*** Opening of Data to examine ***

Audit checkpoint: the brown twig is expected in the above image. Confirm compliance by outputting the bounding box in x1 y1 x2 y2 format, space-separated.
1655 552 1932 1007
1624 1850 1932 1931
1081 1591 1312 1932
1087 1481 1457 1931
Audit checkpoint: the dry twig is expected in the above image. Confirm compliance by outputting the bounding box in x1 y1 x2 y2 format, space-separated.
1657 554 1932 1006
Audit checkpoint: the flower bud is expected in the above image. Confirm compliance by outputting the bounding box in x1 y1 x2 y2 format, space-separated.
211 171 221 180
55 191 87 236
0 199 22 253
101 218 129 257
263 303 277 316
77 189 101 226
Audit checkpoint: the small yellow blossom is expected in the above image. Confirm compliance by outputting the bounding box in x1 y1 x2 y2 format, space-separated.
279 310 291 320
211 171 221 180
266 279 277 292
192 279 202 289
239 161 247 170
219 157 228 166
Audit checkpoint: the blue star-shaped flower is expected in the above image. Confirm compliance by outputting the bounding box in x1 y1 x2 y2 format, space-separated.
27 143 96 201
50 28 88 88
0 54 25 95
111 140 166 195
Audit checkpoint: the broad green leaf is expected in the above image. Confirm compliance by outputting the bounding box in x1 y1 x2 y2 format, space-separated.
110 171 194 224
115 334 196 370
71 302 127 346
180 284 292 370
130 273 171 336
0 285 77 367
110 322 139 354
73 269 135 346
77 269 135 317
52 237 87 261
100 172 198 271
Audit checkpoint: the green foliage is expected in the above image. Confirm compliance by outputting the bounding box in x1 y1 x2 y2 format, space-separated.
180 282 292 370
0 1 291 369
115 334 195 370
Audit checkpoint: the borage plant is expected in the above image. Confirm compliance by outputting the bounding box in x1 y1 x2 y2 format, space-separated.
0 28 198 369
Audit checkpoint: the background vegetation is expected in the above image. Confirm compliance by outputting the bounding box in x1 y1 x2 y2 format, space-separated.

*** Close of Data to examine ***

_Task item_:
Output the line bearing "Audit checkpoint: the borage" along with all the lines after it through the end of the entries, exactly, and no other lines.

_Solution to this task_:
Audit checkpoint: the borage plant is expected in the above image. Confirm compliance by outputting the bounding box in x1 y1 x2 y2 format, space-separated.
0 28 198 369
Audit checkpoint: the background vegetation is expected in the above image. Confirm compliance by outputting the bounding box in x1 y1 x2 y2 format, space-separated.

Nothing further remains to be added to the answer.